**TASK INSTRUCTIONS**: If a line below contains "jacket", count it; then state how many such lines there are, and nothing else.
[[ INPUT FOR THIS TASK open ]]
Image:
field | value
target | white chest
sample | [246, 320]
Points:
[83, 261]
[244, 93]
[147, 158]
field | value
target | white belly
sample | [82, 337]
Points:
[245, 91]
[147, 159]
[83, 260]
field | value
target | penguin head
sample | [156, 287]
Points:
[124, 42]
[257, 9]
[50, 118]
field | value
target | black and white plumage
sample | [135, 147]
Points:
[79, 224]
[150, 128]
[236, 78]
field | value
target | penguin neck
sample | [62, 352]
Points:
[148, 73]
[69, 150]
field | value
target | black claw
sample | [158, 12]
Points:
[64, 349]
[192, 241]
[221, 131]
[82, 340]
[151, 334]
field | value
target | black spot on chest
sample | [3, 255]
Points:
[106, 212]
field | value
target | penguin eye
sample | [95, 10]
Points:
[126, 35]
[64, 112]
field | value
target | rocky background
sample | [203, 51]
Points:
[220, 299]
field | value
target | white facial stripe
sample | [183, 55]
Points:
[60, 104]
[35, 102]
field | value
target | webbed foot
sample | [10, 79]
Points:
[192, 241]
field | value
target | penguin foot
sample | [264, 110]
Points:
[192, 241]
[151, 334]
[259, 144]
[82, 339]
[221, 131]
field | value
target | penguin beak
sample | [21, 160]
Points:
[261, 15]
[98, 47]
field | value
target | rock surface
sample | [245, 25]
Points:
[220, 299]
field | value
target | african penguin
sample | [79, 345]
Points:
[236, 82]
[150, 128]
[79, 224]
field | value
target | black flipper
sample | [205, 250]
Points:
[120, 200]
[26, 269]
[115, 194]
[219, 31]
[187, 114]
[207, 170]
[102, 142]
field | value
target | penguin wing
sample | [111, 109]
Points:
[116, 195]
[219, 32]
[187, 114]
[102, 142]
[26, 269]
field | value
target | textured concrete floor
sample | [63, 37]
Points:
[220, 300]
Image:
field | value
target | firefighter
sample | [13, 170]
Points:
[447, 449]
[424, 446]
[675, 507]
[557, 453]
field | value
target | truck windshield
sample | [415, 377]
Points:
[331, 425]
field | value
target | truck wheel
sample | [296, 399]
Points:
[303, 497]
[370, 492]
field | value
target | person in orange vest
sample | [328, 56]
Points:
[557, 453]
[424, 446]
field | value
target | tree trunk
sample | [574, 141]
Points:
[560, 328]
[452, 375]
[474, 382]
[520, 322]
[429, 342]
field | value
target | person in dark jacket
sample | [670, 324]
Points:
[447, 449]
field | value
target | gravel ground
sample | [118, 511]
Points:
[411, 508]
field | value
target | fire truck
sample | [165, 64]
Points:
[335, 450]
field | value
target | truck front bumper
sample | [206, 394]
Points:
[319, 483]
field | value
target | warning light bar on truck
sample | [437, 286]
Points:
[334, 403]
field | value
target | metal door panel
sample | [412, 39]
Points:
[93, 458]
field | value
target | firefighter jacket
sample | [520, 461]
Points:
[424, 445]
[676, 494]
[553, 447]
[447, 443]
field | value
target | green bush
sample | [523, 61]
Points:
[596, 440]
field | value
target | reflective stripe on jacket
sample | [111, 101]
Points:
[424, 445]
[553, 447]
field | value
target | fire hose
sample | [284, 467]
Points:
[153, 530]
[[ INPUT FOR THIS TASK closed ]]
**ANSWER TO THIS EXERCISE**: 3